▸ Task 1
Answer these questions using the article on skyscrapers:
(a) To which city does the City of London fear big financial institutions might move?
(b) How tall is the tower proposed for London Bridge Station?
(c) For which country was the original "Millennium Tower" intended?

▸ Source text
------------
What a skyscraper should be is a lot more than a vertically extruded tube of offices, of the Canary Wharf variety. But this is exactly what most of the towers proposed today are, even though some are better designed than others. The financial centre of the City of London - which rejected towers in favour of huge "groundscrapers" in the 1980s - has now reversed that view and declared that, once again, tall is good. But the City cares little for aesthetics or convivial urban living. All it ever wants, towards the top of every economic cycle, is lots of new office floorspace - whatever shape it takes. This is because it is paranoid about big financial institutions upping sticks and going to Frankfurt instead, so diluting all its service-industry power. But if you ignore the City and its new friend Ken Livingstone, the London mayor, more interesting possibilities open up.
The most worthwhile skyscrapers in the world are those that mix up their uses - that contain homes as well as offices, shops, cafes, gardens and and health clubs, even hotels. These buildings are now commonplace in the Pacific Rim and America, rare in greater Europe, and non-existent in Britain. The 1,000 - foot tower proposed for London Bridge Station by developer Irvine Sellar and architect Renzo Piano - which if built, would be Europe's tallest - shows signs of being such a mixed-use skyscraper, though details are still maddeningly vague. Lord (Norman) Foster has designed several such towers, even one in the City of London - but that was deemed too tall, so it was rejected. Still unbuilt is his original "Millennium Tower" for Japan, intended to be the world's tallest and a veritable city in itself.
------------
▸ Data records
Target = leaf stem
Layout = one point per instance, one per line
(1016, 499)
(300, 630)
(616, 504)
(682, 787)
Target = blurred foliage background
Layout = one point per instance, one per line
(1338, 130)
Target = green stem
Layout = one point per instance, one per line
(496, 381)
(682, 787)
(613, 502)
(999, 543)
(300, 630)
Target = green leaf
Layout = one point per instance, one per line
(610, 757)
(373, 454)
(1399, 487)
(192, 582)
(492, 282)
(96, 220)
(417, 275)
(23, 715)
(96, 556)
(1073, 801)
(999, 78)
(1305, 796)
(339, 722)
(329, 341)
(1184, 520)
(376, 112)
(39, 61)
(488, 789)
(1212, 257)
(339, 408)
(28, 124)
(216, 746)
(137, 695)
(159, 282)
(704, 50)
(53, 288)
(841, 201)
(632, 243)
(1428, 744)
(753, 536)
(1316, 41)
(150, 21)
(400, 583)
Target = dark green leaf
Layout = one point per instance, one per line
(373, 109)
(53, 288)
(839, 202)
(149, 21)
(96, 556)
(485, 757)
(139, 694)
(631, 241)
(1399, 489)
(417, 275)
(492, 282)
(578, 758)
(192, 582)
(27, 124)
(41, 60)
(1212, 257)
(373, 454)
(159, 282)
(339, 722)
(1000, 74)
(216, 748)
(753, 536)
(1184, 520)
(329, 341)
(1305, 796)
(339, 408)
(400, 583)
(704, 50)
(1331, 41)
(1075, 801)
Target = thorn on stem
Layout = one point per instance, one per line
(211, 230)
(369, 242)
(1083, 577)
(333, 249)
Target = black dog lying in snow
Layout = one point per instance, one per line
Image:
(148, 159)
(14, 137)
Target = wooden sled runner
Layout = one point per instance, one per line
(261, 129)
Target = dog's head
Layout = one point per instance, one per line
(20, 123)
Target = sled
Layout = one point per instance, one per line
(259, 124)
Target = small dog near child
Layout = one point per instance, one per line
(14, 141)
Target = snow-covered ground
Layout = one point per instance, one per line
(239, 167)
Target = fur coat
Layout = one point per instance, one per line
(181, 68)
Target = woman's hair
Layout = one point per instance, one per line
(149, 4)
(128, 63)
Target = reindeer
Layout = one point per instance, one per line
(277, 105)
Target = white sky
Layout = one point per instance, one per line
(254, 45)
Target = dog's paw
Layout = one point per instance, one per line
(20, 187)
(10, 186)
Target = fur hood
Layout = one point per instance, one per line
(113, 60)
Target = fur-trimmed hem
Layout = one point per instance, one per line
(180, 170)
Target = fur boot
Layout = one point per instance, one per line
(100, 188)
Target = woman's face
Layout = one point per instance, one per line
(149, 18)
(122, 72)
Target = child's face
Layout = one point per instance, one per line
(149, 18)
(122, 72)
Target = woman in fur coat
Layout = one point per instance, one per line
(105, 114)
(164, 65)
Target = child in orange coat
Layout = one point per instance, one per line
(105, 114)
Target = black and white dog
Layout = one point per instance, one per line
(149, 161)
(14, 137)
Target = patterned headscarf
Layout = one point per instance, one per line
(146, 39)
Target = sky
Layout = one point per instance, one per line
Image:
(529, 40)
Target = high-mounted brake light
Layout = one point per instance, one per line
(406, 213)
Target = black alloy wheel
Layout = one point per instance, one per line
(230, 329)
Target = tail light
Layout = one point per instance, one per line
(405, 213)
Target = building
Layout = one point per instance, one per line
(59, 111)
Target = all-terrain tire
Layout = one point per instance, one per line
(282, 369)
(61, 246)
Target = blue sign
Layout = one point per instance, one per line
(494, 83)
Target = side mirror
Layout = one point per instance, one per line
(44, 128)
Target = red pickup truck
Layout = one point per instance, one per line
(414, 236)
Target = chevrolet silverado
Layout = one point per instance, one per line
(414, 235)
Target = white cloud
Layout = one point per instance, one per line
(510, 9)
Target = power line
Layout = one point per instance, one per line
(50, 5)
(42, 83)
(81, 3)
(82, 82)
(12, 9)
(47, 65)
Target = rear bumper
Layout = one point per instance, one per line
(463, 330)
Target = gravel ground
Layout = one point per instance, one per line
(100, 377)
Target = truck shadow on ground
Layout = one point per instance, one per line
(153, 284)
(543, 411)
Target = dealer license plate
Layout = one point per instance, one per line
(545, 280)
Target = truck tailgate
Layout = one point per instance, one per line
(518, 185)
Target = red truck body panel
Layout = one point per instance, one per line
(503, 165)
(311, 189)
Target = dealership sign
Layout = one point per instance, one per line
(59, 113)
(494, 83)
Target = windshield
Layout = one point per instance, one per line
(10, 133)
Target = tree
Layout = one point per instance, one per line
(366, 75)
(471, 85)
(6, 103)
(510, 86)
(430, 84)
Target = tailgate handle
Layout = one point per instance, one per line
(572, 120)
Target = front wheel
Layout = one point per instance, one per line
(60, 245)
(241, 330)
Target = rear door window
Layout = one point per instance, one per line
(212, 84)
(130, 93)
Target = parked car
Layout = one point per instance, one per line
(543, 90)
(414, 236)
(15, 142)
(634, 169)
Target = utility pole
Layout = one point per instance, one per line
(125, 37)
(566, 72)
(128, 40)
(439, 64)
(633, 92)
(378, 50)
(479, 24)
------------
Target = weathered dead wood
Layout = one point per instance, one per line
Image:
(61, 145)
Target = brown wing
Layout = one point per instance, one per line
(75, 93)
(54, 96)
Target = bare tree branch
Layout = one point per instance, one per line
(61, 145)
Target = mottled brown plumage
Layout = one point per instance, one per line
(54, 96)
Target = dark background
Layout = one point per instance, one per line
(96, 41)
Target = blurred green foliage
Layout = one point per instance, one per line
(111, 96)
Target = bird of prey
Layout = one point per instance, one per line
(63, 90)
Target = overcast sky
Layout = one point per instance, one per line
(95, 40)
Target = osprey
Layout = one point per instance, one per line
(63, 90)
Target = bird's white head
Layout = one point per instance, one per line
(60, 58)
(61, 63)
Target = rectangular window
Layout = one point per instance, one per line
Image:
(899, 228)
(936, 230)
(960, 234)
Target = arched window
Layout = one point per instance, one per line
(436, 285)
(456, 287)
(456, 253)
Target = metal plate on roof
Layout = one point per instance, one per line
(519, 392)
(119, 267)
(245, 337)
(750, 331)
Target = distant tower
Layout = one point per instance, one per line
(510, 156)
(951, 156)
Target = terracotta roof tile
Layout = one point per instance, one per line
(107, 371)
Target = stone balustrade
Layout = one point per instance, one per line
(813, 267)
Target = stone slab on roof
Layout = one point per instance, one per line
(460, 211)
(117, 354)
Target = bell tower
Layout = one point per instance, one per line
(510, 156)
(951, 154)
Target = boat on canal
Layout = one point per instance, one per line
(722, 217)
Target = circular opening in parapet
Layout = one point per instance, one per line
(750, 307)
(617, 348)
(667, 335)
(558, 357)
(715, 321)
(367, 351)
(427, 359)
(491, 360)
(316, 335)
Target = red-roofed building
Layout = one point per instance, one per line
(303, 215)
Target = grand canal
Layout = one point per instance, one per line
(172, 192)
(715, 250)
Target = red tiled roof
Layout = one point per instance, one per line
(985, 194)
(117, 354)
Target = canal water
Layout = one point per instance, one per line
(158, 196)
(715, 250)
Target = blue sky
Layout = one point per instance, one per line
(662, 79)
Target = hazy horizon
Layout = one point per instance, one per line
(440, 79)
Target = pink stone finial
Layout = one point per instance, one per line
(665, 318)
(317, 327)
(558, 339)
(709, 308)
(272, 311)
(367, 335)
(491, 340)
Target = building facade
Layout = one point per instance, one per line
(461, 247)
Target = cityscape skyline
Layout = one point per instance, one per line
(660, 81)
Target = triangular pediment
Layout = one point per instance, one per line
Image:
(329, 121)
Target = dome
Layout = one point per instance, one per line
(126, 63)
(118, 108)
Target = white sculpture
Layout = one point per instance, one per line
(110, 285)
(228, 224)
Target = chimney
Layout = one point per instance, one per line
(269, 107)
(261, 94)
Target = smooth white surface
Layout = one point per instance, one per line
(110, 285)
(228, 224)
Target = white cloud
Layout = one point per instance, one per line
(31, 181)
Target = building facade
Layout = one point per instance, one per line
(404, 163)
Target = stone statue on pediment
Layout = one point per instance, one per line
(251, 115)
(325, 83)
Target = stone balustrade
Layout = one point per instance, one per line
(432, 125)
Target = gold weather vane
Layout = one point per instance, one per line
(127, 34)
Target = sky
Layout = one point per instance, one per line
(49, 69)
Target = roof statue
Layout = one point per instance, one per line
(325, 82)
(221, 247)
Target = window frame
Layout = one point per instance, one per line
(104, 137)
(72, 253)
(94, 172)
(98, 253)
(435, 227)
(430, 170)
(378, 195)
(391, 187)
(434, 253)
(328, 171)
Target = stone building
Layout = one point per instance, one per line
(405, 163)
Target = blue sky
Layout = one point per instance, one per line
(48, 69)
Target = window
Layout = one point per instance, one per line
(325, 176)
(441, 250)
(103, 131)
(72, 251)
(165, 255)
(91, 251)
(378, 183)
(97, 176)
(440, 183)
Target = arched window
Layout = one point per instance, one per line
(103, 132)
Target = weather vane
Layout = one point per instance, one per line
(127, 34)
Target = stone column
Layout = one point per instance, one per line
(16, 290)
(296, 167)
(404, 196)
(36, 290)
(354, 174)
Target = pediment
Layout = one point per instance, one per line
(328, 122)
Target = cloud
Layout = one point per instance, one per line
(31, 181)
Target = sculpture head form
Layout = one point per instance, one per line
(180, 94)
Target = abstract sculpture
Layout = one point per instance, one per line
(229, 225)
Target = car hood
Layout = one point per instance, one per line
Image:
------------
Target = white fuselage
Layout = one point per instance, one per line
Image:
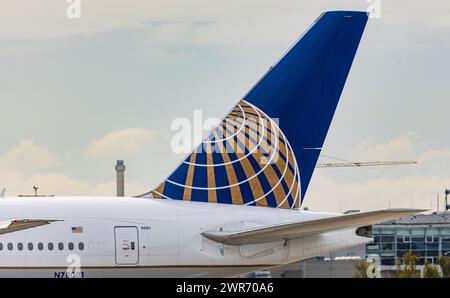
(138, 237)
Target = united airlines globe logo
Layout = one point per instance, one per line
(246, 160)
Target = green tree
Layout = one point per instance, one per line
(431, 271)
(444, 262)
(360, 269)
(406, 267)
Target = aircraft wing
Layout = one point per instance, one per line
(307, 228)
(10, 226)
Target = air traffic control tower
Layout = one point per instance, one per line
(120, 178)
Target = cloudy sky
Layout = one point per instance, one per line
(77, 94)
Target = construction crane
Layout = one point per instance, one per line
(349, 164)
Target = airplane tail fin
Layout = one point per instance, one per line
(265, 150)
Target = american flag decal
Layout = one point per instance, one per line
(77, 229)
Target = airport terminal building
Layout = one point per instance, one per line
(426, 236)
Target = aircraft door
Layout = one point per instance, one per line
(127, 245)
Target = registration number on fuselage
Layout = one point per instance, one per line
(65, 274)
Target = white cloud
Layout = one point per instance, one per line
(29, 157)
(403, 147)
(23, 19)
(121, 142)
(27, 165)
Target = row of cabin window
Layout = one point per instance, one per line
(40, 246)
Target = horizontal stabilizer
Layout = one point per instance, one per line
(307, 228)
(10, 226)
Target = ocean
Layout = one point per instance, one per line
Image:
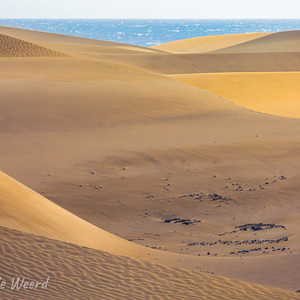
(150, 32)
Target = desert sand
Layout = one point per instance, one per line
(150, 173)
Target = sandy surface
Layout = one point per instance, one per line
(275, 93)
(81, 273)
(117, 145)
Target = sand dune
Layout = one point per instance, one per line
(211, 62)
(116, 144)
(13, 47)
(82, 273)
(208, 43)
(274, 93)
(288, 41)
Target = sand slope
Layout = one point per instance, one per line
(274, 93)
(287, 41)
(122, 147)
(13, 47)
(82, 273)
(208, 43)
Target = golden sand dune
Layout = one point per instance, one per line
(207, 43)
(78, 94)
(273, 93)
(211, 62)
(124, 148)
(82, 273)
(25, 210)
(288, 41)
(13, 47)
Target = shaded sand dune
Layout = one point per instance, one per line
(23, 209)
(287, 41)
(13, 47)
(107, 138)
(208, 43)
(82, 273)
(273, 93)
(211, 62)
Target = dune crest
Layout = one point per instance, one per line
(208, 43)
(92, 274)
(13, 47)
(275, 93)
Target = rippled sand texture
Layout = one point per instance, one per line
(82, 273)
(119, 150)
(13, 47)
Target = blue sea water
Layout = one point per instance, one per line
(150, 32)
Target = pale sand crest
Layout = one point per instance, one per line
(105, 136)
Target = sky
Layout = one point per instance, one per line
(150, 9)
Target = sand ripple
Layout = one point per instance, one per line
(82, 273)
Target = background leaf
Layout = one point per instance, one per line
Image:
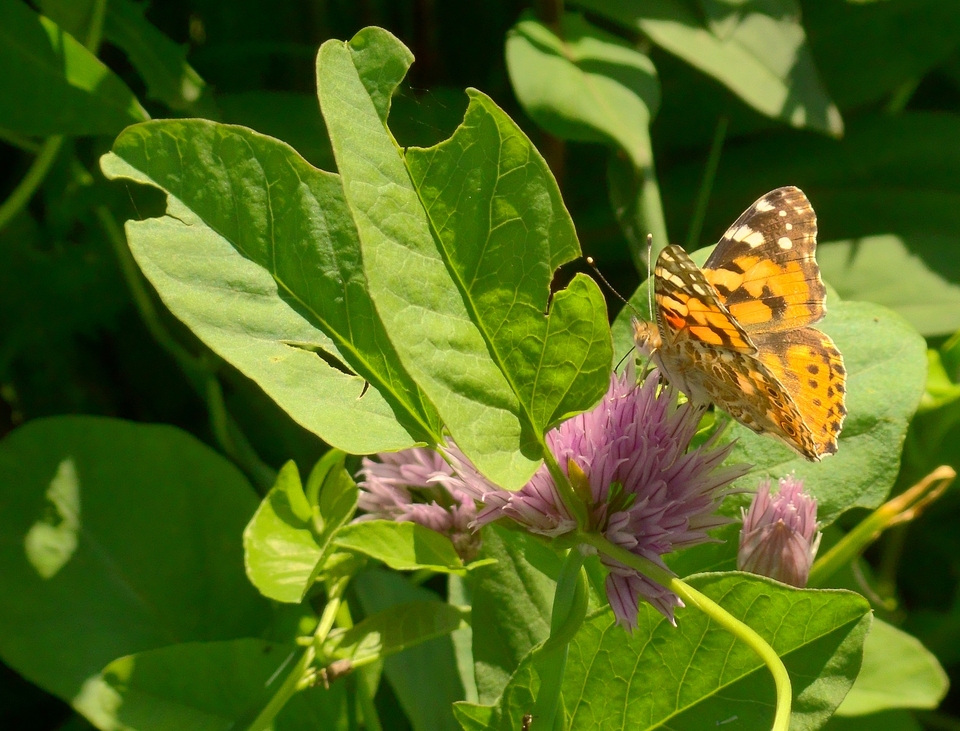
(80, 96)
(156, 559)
------------
▸ Task 2
Count the lines in the rows above that contain the string "aircraft". Give only the number.

▸ Complete response 1
(a) Frankfurt
(b) 1,000 feet
(c) Japan

▸ Complete response 2
2